→ WORK REQUIRED:
Write the material out again exactly.
>> Start DATA
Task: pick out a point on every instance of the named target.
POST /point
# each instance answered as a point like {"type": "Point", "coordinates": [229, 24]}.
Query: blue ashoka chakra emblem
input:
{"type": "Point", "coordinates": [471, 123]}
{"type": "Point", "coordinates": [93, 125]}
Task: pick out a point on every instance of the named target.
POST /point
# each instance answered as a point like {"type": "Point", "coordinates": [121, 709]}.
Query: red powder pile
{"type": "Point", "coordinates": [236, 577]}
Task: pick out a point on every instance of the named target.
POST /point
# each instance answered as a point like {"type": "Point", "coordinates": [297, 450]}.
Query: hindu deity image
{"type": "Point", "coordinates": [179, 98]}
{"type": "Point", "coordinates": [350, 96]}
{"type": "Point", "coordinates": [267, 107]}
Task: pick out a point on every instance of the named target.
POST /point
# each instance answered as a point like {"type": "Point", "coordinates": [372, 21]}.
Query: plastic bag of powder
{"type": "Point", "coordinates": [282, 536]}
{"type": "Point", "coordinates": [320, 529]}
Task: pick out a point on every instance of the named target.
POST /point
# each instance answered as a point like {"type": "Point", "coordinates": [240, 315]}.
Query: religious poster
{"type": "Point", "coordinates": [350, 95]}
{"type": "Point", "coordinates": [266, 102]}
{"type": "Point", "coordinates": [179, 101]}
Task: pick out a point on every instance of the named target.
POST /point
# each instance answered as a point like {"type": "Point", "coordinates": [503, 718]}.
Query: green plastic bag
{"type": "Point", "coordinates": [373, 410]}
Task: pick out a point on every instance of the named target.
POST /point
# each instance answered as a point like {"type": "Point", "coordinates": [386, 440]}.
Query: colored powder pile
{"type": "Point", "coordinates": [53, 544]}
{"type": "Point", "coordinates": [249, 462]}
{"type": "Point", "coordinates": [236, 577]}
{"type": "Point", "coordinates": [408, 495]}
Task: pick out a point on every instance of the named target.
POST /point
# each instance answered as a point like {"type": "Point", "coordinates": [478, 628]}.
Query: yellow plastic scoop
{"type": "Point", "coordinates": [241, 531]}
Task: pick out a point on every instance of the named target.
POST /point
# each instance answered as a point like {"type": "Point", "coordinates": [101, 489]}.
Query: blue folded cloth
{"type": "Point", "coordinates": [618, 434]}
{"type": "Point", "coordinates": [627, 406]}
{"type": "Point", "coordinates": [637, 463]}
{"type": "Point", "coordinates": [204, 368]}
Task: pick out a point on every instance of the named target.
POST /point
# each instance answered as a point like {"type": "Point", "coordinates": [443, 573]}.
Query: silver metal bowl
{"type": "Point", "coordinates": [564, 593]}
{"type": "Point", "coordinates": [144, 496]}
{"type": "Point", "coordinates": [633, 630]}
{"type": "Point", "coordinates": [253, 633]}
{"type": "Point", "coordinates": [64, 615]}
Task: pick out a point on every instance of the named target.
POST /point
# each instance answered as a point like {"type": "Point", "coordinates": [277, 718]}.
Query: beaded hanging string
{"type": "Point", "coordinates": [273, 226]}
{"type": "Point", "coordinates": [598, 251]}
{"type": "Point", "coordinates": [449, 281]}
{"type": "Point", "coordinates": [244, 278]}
>> End DATA
→ RESPONSE TO THIS EXERCISE:
Task: pick out a point on every instance of the named target.
POST /point
# each instance answered as a point like {"type": "Point", "coordinates": [229, 24]}.
Query: blue ashoka chakra emblem
input:
{"type": "Point", "coordinates": [471, 123]}
{"type": "Point", "coordinates": [93, 125]}
Task: pick out a point on every instance of the named target.
POST /point
# each instance answered as a point like {"type": "Point", "coordinates": [121, 709]}.
Query: red powder pile
{"type": "Point", "coordinates": [236, 577]}
Task: pick out a point on every instance of the named target.
POST /point
# each instance answered as a point like {"type": "Point", "coordinates": [297, 450]}.
Query: hindu deity image
{"type": "Point", "coordinates": [179, 98]}
{"type": "Point", "coordinates": [350, 96]}
{"type": "Point", "coordinates": [267, 107]}
Task: pick out a point on every instance of the named target.
POST /point
# each instance answered as a point like {"type": "Point", "coordinates": [372, 21]}.
Query: plastic bag of powder
{"type": "Point", "coordinates": [282, 536]}
{"type": "Point", "coordinates": [320, 529]}
Task: pick out a point on every instance of the named target.
POST /point
# each instance answered as a point like {"type": "Point", "coordinates": [240, 315]}.
Query: religious poster
{"type": "Point", "coordinates": [350, 95]}
{"type": "Point", "coordinates": [266, 102]}
{"type": "Point", "coordinates": [179, 101]}
Task: pick out a point on every instance of the named target.
POST /point
# each instance answered as a point like {"type": "Point", "coordinates": [503, 718]}.
Query: green plastic bag
{"type": "Point", "coordinates": [373, 410]}
Task: pick out a point on every instance of the named target.
POST /point
# each instance answered as a point like {"type": "Point", "coordinates": [386, 440]}.
Query: colored powder pile
{"type": "Point", "coordinates": [53, 544]}
{"type": "Point", "coordinates": [249, 462]}
{"type": "Point", "coordinates": [236, 577]}
{"type": "Point", "coordinates": [408, 495]}
Task: pick out a point on every instance of the named target.
POST /point
# each instance answered as a point like {"type": "Point", "coordinates": [478, 628]}.
Query: yellow plastic scoop
{"type": "Point", "coordinates": [241, 531]}
Task: pick out a point on every instance of the named target.
POST /point
# each instance answered as a point like {"type": "Point", "coordinates": [101, 489]}.
Query: blue folded cloth
{"type": "Point", "coordinates": [618, 434]}
{"type": "Point", "coordinates": [627, 406]}
{"type": "Point", "coordinates": [637, 463]}
{"type": "Point", "coordinates": [204, 368]}
Task: pick out a point on every instance of the named target.
POST /point
# each instance answered as a point like {"type": "Point", "coordinates": [443, 573]}.
Query: silver metal bowl
{"type": "Point", "coordinates": [564, 593]}
{"type": "Point", "coordinates": [144, 496]}
{"type": "Point", "coordinates": [633, 630]}
{"type": "Point", "coordinates": [253, 633]}
{"type": "Point", "coordinates": [64, 615]}
Task: pick out a point on every instance of the named target.
POST /point
# each instance answered as a point like {"type": "Point", "coordinates": [277, 718]}.
Query: beaded hanging string
{"type": "Point", "coordinates": [273, 226]}
{"type": "Point", "coordinates": [598, 251]}
{"type": "Point", "coordinates": [449, 281]}
{"type": "Point", "coordinates": [244, 278]}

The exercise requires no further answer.